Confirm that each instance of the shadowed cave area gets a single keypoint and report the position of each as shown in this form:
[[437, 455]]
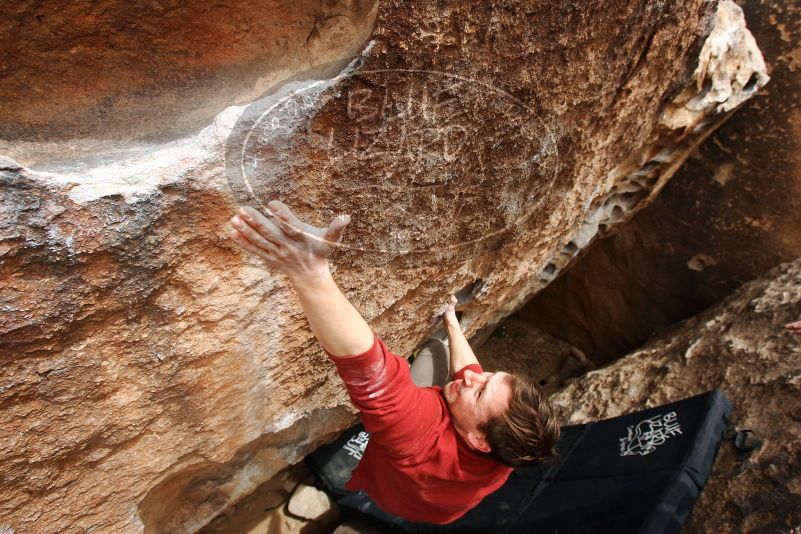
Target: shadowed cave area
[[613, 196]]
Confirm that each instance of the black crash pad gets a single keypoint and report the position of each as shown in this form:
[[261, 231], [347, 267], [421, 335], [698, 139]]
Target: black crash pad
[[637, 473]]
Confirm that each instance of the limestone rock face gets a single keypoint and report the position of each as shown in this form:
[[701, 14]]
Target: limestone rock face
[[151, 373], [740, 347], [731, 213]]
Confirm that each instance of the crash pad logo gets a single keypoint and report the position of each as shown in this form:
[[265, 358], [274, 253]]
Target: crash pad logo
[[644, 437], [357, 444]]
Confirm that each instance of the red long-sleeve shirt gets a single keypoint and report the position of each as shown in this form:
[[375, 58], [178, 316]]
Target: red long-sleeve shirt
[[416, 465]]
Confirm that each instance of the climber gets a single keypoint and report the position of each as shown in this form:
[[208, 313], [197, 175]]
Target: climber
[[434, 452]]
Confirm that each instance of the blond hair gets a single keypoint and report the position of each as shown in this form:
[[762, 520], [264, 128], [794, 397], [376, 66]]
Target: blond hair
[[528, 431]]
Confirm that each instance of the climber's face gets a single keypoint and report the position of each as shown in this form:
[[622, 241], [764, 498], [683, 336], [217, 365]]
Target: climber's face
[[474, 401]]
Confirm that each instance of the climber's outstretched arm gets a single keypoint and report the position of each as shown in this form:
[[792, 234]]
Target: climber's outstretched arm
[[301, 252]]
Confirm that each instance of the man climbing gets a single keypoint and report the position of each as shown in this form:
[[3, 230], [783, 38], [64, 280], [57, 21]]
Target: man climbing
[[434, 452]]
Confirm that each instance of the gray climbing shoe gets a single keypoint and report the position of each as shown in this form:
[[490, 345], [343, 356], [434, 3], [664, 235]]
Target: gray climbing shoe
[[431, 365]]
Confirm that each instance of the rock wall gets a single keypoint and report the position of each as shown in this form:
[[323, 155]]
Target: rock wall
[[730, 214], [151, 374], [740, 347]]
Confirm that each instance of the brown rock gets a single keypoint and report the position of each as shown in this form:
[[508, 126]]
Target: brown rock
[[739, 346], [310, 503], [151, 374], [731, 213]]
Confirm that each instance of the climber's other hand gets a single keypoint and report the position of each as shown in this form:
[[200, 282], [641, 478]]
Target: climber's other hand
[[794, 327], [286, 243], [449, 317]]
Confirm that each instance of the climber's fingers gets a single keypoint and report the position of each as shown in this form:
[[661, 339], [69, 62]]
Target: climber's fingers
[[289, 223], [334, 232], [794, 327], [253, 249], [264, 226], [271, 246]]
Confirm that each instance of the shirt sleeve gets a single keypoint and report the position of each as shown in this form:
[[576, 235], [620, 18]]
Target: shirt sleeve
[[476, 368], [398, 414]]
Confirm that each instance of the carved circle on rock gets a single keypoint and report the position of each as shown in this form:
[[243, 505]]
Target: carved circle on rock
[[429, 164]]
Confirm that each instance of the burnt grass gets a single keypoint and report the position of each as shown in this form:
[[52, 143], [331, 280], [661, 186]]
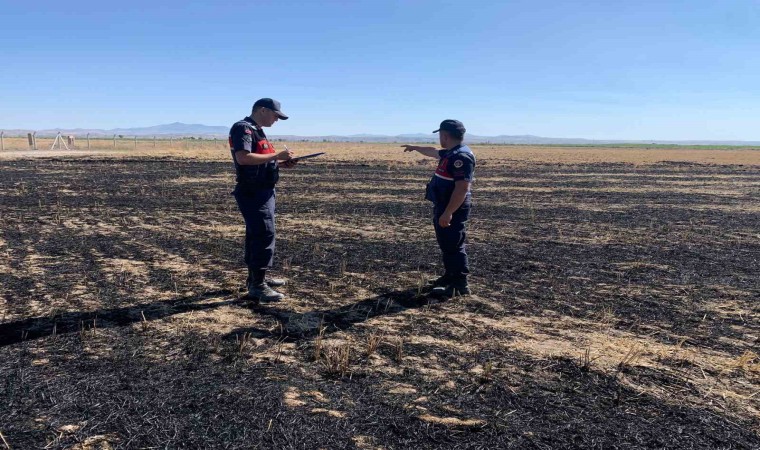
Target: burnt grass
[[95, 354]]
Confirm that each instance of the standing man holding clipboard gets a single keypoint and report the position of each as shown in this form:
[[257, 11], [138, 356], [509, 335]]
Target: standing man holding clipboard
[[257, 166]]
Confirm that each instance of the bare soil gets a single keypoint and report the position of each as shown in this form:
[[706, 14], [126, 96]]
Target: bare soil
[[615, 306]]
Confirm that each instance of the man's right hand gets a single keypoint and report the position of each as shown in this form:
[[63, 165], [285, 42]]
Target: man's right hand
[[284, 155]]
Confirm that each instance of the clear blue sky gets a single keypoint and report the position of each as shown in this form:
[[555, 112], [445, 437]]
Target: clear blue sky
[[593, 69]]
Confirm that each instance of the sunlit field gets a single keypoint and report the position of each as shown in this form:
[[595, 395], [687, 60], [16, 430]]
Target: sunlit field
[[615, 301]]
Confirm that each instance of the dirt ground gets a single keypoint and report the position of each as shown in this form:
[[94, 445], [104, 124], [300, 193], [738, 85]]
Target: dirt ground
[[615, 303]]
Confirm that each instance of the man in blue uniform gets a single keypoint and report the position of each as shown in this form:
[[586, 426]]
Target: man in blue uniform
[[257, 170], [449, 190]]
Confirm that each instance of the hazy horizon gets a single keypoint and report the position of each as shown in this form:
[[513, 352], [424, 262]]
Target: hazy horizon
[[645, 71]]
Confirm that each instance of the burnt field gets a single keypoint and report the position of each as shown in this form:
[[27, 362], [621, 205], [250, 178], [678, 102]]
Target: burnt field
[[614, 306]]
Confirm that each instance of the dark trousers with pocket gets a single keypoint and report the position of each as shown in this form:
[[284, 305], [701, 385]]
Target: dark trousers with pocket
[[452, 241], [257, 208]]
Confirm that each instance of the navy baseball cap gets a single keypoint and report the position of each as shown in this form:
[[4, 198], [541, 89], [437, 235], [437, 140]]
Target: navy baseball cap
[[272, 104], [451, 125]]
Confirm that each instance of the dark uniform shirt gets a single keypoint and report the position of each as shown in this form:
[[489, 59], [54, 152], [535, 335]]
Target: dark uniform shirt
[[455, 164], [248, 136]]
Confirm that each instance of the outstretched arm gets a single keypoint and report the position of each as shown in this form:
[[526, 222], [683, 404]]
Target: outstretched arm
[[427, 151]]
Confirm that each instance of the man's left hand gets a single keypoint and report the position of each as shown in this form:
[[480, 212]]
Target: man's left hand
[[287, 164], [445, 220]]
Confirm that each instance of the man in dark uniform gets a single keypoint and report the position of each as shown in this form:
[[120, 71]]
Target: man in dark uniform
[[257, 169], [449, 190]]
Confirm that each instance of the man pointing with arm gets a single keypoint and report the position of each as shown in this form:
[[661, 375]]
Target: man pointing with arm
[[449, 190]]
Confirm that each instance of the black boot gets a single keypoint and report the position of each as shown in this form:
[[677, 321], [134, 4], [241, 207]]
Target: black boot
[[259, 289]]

○ ○ ○ ○ ○ ○ ○

▸ Required action
Return exactly the lines from the line bearing "Confirm that each instance of the man in dark" to the end of the records, inclusive of both; include no other lines.

▸ Response
Confirm that each instance of the man in dark uniform gets a single keypoint and report the position of each as shown in this form:
[[120, 71]]
Target: man in dark uniform
[[257, 169], [449, 190]]
Confirm that each instance of the man pointing with arm gets a single keypoint and report the position of each as shown in this form:
[[661, 375]]
Target: man pointing with arm
[[449, 190]]
Confirm that each instance of the black boot gets a single keypoint and report the position of each as shown in this form:
[[677, 321], [134, 4], [241, 207]]
Target: black boot
[[259, 289]]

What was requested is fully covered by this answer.